### Given request
An exact copy of every record is needed.

##### Task material #####

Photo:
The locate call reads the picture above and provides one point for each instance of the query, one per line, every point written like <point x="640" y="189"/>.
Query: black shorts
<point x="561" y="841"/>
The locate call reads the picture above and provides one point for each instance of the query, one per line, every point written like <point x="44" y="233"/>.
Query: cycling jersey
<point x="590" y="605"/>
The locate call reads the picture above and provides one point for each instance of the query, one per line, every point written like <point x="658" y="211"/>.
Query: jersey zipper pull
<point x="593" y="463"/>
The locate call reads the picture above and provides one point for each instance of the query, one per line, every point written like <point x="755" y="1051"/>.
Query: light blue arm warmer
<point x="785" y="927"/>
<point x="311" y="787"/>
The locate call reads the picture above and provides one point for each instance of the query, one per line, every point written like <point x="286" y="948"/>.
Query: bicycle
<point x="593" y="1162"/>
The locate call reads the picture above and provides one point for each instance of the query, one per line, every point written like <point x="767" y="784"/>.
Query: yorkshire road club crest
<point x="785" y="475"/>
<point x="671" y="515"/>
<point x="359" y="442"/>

#####

### Complete answer
Photo:
The locate call reads the picture above and provides one point for each instance of the query, one per line, every point written like <point x="640" y="189"/>.
Query: black shorts
<point x="561" y="841"/>
The locate call reads the picture above and provides one point for each instance of the query, one per line, every point written like <point x="44" y="233"/>.
Query: cycling jersey
<point x="590" y="605"/>
The locate call reads the picture above and provides one point for each instance of the query, one per line, every point written like <point x="658" y="211"/>.
Query: jersey zipper pull
<point x="593" y="463"/>
The locate call reads the picture above and provides one point for each instance of the query, one per line, every point written like <point x="755" y="1051"/>.
Query: light blue arm warmer
<point x="785" y="927"/>
<point x="311" y="787"/>
The locate call reads the picture above and provides one point for each instance of the query, one per line, every point written like <point x="286" y="948"/>.
Query: bicycle
<point x="593" y="1162"/>
The locate call reads the picture above and provides one point for each instance of the query, one per line, every point written like <point x="767" y="784"/>.
Query: yorkshire road club crest
<point x="785" y="475"/>
<point x="671" y="515"/>
<point x="359" y="442"/>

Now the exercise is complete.